■ Written exercise A ■
Gather every line of the entries below that contains the string "compartment", treating uppercase and lowercase as distinct, and copy each such line in full.

Newt Gingrich is still talking:

Salon: The pre-election polls were pretty clear in showing Obama had a decent advantage. Why do you think you and so many Republicans were so confident? What did you get wrong about the campaign?

Newt Gingrich: First, there was a belief in economic determinism, that you couldn't have that level of unemployment and have a president get re-elected. So people just sort of had a bias that as long as the economy stayed bad, he would lose. And of course they proved that in many ways identity politics beat economic politics, which I think is a considerable achievement.

Second, I think we underestimated the degree to which they were winning the argument. There's an old Margaret Thatcher phrase I use over and over: "First you win the argument, then you win the vote." If you look at the attitudes of the country, they ended up blaming George W. Bush, not Obama. They ended up thinking that ObamaCare actually was a net plus by the election. None of that seemed at all obvious to us.

■ Written exercise B ■
Write out the Newt Gingrich interview excerpt above word for word, from start to finish.

Position annotation entries:
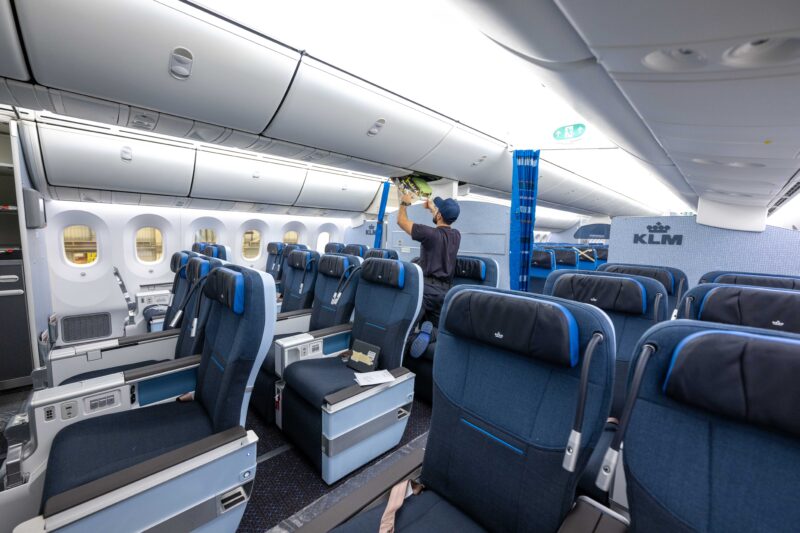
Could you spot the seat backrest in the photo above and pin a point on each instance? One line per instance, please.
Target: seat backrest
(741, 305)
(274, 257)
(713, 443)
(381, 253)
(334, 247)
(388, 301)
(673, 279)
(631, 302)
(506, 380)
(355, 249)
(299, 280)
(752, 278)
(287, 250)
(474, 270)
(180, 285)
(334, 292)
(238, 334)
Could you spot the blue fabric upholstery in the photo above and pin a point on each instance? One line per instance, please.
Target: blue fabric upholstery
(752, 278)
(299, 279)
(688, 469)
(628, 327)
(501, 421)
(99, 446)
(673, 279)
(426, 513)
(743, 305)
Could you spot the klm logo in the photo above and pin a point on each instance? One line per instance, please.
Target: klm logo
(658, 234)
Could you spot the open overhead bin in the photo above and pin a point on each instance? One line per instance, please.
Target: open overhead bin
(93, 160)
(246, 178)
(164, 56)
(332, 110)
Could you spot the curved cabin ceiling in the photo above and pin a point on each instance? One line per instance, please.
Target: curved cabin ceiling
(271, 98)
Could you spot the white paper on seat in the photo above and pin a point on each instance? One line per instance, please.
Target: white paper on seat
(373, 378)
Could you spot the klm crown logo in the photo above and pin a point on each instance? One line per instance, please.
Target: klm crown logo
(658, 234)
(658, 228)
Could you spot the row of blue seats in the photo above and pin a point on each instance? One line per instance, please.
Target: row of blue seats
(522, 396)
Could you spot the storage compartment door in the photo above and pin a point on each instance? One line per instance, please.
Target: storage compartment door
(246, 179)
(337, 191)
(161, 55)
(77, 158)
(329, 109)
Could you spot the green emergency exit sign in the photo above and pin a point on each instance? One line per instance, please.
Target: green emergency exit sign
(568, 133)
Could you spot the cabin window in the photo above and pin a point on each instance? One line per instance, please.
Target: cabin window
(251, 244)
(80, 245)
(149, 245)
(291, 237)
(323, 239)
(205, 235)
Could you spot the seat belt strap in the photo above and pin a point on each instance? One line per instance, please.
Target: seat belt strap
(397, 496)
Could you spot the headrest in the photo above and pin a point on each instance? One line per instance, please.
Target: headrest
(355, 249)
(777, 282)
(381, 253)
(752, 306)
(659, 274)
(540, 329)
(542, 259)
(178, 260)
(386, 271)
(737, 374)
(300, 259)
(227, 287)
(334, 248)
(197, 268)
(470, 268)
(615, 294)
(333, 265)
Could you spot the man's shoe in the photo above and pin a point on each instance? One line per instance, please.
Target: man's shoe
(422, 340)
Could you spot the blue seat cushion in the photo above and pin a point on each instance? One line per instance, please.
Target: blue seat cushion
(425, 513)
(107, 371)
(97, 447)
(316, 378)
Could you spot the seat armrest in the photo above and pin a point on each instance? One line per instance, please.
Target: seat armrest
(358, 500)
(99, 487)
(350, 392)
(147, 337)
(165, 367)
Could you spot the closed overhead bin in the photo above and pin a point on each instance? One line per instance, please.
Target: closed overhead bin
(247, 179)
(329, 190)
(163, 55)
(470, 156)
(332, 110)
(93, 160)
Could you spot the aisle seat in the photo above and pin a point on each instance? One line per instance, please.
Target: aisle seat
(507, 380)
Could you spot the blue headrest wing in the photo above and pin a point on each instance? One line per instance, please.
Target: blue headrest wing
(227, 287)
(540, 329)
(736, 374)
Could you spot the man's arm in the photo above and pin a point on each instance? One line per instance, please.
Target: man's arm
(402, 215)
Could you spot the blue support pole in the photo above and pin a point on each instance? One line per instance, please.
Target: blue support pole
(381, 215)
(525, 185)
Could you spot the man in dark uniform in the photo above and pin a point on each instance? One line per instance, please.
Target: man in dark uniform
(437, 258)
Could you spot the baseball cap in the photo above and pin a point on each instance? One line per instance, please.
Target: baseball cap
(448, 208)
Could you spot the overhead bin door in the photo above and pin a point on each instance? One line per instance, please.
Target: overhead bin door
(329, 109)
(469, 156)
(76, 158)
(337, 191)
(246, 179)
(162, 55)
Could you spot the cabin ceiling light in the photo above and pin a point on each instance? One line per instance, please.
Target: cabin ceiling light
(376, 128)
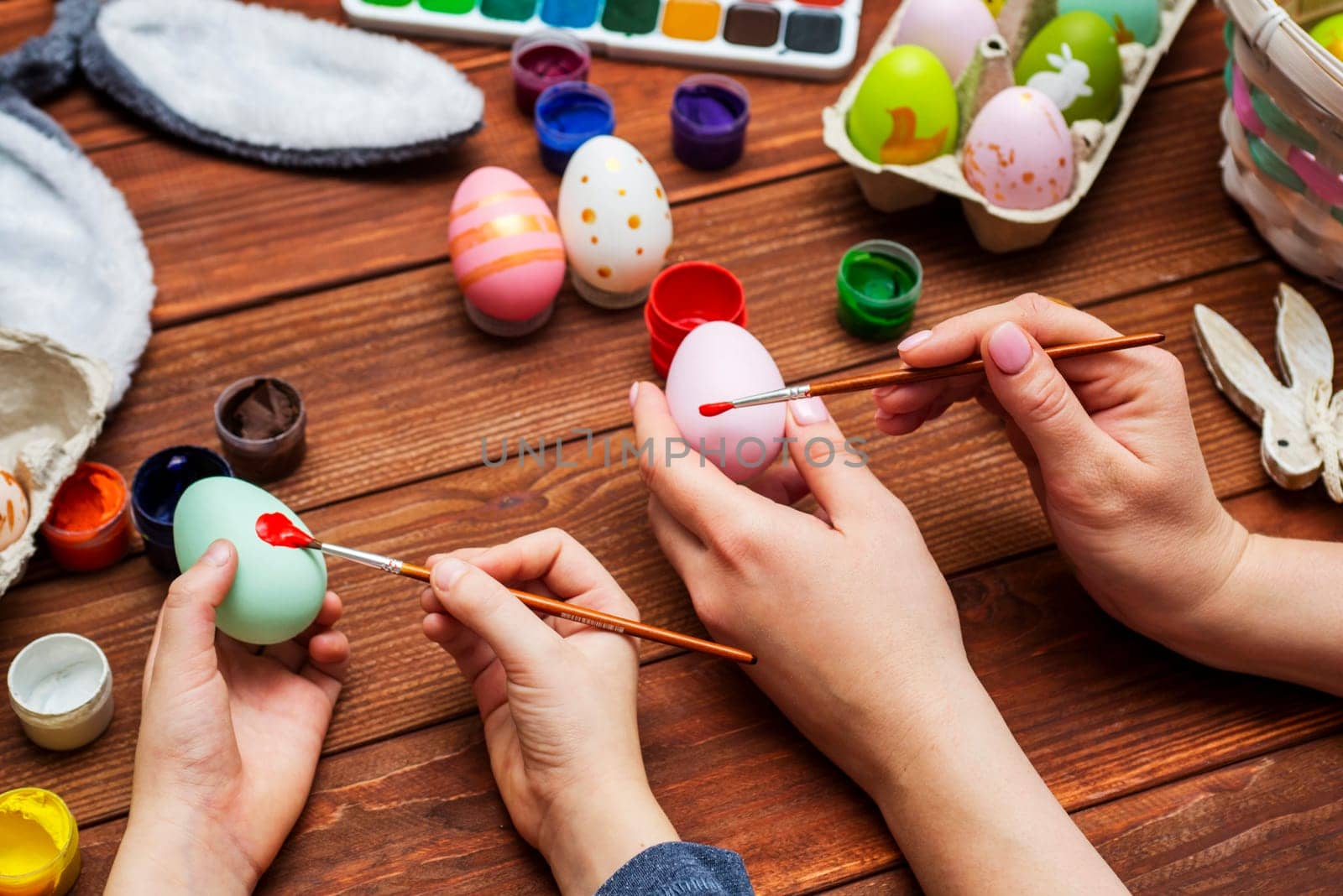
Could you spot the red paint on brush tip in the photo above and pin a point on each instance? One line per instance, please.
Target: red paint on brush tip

■ Expected output A ■
Could you spot the storage compartment door in the photo above and pin a point on each instance? One line per instance, please.
Target: storage compartment door

■ Expected output B ■
Newt Gingrich is still talking:

Salon: The pre-election polls were pretty clear in showing Obama had a decent advantage. Why do you think you and so many Republicans were so confident? What did you get wrong about the campaign?

Newt Gingrich: First, there was a belief in economic determinism, that you couldn't have that level of unemployment and have a president get re-elected. So people just sort of had a bias that as long as the economy stayed bad, he would lose. And of course they proved that in many ways identity politics beat economic politics, which I think is a considerable achievement.

Second, I think we underestimated the degree to which they were winning the argument. There's an old Margaret Thatcher phrase I use over and over: "First you win the argument, then you win the vote." If you look at the attitudes of the country, they ended up blaming George W. Bush, not Obama. They ended up thinking that ObamaCare actually was a net plus by the election. None of that seemed at all obvious to us.